- How to complete this task: Whatever the records say, set them down exactly.

- Data extract:
=-=-=-=-=

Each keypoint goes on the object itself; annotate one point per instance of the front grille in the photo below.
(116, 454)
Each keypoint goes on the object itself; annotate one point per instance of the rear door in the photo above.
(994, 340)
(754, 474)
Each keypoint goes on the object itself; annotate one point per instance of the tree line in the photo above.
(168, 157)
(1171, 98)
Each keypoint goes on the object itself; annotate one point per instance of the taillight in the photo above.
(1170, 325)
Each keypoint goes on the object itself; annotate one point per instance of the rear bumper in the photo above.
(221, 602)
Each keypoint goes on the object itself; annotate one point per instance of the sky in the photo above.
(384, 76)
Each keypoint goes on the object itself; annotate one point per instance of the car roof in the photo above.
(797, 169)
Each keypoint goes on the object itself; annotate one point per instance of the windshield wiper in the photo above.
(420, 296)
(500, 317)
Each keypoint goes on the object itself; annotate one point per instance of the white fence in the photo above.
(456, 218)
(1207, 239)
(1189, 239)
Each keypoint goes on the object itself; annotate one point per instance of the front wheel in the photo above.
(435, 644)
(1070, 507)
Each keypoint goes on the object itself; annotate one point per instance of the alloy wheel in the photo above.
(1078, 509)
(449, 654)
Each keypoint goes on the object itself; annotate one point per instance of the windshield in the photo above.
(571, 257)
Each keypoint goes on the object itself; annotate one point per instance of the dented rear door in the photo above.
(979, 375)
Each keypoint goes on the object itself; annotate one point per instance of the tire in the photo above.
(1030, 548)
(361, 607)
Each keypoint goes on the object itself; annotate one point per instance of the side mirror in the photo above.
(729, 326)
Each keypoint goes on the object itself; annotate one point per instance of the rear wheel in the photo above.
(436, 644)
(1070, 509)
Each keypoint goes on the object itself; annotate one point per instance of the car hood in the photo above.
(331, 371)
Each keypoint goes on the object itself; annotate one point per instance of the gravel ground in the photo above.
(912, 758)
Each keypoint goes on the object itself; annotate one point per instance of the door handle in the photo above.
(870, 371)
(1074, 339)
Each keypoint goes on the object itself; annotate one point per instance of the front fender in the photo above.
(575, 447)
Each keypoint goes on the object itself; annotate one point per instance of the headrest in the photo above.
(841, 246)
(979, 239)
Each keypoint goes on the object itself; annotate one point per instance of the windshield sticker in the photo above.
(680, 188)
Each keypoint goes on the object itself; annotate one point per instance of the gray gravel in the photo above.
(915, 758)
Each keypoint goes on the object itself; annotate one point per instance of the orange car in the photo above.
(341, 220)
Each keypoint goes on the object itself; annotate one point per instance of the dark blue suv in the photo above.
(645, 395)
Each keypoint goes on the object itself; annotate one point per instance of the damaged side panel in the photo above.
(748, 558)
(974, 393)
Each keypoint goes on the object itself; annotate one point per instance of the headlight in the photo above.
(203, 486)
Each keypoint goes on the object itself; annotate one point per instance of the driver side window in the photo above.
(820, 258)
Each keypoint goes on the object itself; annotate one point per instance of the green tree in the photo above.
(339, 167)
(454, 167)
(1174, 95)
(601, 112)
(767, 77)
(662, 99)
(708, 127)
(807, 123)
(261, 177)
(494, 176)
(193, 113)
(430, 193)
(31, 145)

=-=-=-=-=

- Result for this task:
Each keypoint goes on the object itself; annotate one point per instance of the front grille in the photo below.
(116, 454)
Each keypoint goes on the object itself; annotate one point per instance of the rear door in the photo above.
(994, 340)
(754, 474)
Each keypoint goes on the object itself; annotate one point per instance of the tree line in the photo above.
(168, 157)
(1171, 98)
Each keypoint goes on the object itself; annotate one point per instance of the taillight in the photo above.
(1170, 325)
Each keypoint goes on the object itself; annotate one point per instance of the rear bumper in the photo above.
(221, 602)
Each keypoint goes on the object itself; annotate one point per instance of the sky in the photo above.
(384, 76)
Each keypoint goes on the object itself; annotate one point per instance of the car roof in the photo above.
(797, 169)
Each keypoint goes on the object itself; annotate one point per instance of the windshield wiper in the photo above.
(420, 296)
(500, 317)
Each keypoint goes on the object itself; annotate one point per instance of the white fence in the photo above.
(456, 218)
(1207, 239)
(1189, 239)
Each keypoint goes on the object itself; annotate one point per instance of the front wheel in the photo above.
(435, 644)
(1070, 507)
Each keypoint goes on the object itself; annotate one point per instance of the alloy wheel in the photo above.
(1078, 509)
(449, 654)
Each keypoint goes on the object itself; annotate one point per instance of the windshield in the photo above.
(571, 257)
Each keypoint goes on the object itself; annotate one point per instance of the dented rear door in the photo above.
(979, 375)
Each keypoint goes on the object itself; annotate one point per instance of the tire in the photo above.
(1030, 548)
(361, 607)
Each keypoint goes on the object itself; annotate one point per instance of the side mirror in the photo above.
(729, 326)
Each keypoint goes on the object itself; annotate one point per instance of the rear wheel in the photo above.
(436, 644)
(1070, 509)
Each keypoint goes on the object itself; annotate one point per instance of the car hood in the photo above.
(331, 371)
Each keypoint goes on the object itself; annotate one point per instance of the gravel ground in the photo above.
(912, 758)
Each keypoint goes on the object itself; annotate one point per instance of the door handle in the photo above.
(870, 371)
(1074, 339)
Each keypoint goes on the object itself; annotate one point per instance of the front fender in the photo above.
(575, 447)
Each keypoint goes on the object itself; annotate one point per instance of the headrest in the photo above.
(841, 246)
(979, 239)
Each keypoint goes on the object itself; annotate one point per instance of the windshield sticker in the photo above.
(680, 188)
Each keypoint goes on the object itself; annotate one point per instance of the gray gravel in the photo above.
(915, 758)
Each keypoint goes on the object itself; annotate one point per instance of the orange car in the photo above.
(341, 220)
Each keypoint goes on the object itself; annotate one point per instance of the dark blue suv in the photo above.
(645, 395)
Each keypoint goes on the object itself; annotate one point per instance of the damaged side panel in the photo above.
(748, 558)
(974, 393)
Each keypoint goes on the object itself; annotate one point per instance of the headlight in the photo above.
(203, 486)
Each keypoint goes on the object itself; annotate one point per instance of the driver side window in the photo above.
(820, 258)
Each keypoint goes on the object itself; annotate one point per instance of the green tree in the photo above.
(339, 167)
(454, 167)
(1174, 95)
(601, 112)
(767, 77)
(662, 99)
(708, 127)
(807, 123)
(261, 177)
(494, 176)
(193, 113)
(430, 193)
(31, 145)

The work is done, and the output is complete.